» Приведённый текст

════

Я хватаю из тачки дрын, ударила дверь ногой она розтворилася, и там уже стол накритый, и бутылка на столе я как ударю постолу дрыном так и розбила все что было на столе <…> схватила эту любовницу за волоса и ногой б’ю в живот и в грешное место, вырвала волосы да еще тащу что-бы вырвать волосы <…> знаю что я неправильно делаю, на я сама-собой невладаю… (109).
Временные формы глаголов создают визуальную сцену с комментарием: глаголы несовершенного вида настоящего времени, «я хватаю <…> я как ударю <…> бью <…> тащу», создают на мгновение застывший образ страшной сцены, а серия глаголов совершенного вида прошедшего времени, «розбила <…> схватила <…> вырвала», – драматическое действие в быстром темпе; серия глаголов несовершенного вида, «знаю <…> делаю <…> сама-собой невладаю», открывают пространство саморефлексии. Повествовательная сила этого описания значительна, несмотря на нарушение норм грамматики, орфографии и пунктуации.
Жизнь со вторым, «неродным», мужем предстает как череда расставаний для разгульной жизни с другой женщиной, длившихся от пяти дней до двух недель (все это – в тесном соседстве поселка, где все друг друга знают), каждое из которых Киселева называет «женитьбой» (она использует и особый термин «от меня жениться» – об этом ниже). История ее второго брака с инвалидом Отечественной войны Тюричевым – это картина насилия: череда предательств, побоев, дебошей и уничтожения семейной собственности. Снова и снова Киселева указывает на то, что коренной причиной ее страданий – разрушения первого брака и несчастья второго – является война. (Она часто пишет это слово с заглавной буквы: «Война».) Она проклинает Тюричева, бывшего злым отцом для ее детей, и, в той же фразе, Гитлера: «будь он проклят такой отец тот гитлер, что затеял Войну на Советский Союз» (113). (В этом случае грамматическая конструкция сливает оба субъекта, опуская союз «и», и тождество между «отец» и «гитлер» подчеркивается здесь тем, что Киселева пишет имя нацистского диктатора с маленькой буквы.)

════

» Исходные данные
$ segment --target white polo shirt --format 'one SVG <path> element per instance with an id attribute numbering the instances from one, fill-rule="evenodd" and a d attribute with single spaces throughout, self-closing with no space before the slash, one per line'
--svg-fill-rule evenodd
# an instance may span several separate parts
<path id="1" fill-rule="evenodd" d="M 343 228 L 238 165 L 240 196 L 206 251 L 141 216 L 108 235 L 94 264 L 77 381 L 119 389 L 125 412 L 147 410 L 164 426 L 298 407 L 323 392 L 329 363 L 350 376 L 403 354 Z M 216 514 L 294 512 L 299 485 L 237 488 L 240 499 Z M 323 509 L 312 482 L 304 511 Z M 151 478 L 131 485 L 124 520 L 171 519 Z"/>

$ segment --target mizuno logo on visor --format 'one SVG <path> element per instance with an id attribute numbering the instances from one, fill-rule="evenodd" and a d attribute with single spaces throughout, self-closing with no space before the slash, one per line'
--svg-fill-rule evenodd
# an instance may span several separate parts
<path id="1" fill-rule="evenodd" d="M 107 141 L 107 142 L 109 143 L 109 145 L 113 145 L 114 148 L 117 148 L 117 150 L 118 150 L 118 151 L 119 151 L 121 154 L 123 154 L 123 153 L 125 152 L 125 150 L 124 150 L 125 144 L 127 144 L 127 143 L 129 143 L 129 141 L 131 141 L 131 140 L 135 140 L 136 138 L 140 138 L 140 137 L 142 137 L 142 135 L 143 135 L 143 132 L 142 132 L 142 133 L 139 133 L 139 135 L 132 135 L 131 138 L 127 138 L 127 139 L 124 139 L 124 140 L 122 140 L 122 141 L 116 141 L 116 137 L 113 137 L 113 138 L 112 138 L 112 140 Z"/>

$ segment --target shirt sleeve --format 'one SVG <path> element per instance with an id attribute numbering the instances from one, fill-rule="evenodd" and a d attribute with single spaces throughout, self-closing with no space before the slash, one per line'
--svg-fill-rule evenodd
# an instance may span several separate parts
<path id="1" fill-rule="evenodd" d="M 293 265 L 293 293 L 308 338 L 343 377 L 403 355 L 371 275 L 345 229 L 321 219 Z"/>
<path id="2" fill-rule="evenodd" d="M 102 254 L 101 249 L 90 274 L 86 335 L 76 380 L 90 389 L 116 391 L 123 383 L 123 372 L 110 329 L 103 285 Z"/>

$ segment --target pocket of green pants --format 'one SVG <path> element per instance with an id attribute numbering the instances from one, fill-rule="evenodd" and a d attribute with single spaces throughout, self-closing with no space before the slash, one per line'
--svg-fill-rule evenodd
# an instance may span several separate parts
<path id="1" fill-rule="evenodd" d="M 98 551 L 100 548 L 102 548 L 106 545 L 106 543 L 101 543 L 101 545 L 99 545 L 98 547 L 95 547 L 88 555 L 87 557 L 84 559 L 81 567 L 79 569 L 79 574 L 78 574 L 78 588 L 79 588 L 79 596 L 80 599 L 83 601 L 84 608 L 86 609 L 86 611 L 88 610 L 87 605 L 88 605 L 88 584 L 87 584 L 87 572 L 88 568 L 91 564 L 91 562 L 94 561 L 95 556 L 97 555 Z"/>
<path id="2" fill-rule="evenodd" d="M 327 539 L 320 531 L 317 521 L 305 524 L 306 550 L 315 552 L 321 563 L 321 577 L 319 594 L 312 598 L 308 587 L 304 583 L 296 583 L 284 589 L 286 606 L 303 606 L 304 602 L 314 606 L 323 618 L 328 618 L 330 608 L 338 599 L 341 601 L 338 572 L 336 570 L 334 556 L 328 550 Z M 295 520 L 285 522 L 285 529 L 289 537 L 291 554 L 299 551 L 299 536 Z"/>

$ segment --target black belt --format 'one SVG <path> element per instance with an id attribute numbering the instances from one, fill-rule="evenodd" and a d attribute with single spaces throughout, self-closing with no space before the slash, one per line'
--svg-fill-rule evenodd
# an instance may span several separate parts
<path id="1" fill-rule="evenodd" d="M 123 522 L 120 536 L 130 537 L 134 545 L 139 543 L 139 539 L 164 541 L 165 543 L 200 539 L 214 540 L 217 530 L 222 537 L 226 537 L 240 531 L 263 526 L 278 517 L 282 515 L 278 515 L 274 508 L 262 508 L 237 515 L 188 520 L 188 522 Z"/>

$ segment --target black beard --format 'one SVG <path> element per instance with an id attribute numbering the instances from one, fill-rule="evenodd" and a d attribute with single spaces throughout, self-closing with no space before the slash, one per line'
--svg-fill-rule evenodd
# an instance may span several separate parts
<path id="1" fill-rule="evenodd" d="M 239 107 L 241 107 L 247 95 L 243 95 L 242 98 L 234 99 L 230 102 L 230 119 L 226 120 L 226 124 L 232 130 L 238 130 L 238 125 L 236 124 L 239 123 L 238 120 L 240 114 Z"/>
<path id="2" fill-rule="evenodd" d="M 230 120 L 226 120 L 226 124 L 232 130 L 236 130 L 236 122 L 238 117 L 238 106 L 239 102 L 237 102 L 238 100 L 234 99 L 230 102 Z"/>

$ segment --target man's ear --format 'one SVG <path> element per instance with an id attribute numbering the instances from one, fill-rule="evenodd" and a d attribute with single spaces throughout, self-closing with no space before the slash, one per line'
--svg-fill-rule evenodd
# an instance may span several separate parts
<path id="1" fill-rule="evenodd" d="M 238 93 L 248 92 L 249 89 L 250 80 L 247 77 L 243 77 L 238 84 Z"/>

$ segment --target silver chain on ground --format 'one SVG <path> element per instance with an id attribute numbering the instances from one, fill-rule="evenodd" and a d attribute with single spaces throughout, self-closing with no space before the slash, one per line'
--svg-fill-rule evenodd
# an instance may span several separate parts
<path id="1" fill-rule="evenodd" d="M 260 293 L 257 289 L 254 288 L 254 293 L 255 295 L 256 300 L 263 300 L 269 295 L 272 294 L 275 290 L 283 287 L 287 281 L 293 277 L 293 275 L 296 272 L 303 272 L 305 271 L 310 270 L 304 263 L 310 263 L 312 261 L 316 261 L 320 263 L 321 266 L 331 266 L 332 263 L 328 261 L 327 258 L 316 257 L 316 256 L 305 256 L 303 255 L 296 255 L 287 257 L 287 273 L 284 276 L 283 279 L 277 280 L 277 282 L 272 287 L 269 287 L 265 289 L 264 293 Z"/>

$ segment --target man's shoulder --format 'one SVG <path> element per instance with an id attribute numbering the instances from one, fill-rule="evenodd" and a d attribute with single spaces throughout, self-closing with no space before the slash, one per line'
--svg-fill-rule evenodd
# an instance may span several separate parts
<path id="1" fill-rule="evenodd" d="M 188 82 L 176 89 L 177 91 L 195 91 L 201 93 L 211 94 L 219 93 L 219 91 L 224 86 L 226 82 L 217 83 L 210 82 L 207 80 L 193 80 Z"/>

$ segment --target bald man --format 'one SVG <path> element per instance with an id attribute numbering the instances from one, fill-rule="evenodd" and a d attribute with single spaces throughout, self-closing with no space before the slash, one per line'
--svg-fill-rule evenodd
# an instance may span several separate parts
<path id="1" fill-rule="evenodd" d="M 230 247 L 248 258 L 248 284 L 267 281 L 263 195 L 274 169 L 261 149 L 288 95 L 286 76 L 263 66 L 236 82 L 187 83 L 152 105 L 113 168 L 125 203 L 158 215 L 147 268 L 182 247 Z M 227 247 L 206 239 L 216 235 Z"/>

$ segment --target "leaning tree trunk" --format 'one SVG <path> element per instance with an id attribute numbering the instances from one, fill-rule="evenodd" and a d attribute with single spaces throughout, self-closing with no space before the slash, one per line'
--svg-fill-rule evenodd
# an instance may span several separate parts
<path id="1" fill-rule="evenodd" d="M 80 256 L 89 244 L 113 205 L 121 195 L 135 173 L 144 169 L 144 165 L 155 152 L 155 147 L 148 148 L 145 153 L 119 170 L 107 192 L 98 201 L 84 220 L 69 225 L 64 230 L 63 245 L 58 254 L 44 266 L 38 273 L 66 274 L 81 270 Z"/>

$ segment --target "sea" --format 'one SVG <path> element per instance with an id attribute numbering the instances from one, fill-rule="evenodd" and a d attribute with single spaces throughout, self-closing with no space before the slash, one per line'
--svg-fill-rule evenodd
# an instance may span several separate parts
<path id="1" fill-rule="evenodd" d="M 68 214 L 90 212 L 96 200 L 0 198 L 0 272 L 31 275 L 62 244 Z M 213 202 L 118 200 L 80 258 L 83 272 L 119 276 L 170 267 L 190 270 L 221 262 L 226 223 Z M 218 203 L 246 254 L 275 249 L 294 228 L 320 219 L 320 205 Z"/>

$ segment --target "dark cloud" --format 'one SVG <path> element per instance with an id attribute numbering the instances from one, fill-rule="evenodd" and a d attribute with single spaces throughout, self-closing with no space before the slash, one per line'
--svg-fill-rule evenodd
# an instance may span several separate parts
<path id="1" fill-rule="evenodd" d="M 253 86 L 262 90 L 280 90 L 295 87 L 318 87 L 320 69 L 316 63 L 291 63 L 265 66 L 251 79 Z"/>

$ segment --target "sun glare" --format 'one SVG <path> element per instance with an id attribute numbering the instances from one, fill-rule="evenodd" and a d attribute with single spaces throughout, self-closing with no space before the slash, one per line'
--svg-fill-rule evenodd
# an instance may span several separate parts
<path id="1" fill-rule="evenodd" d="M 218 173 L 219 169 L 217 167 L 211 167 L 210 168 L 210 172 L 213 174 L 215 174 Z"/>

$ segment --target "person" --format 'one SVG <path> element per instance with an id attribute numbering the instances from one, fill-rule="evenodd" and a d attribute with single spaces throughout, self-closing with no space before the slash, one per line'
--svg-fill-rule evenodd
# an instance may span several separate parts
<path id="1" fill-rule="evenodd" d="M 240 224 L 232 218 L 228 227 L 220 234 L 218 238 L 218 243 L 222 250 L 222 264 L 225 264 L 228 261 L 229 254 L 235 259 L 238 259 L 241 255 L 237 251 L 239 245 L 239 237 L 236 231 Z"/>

════

» Задание
Какие глаголы совершенного вида прошедшего времени называет разбор текста Киселевой как серию, передающую драматическое действие в быстром темпе? Данные здесь никакой роли не играют.

» Ответ
«розбила», «схватила», «вырвала»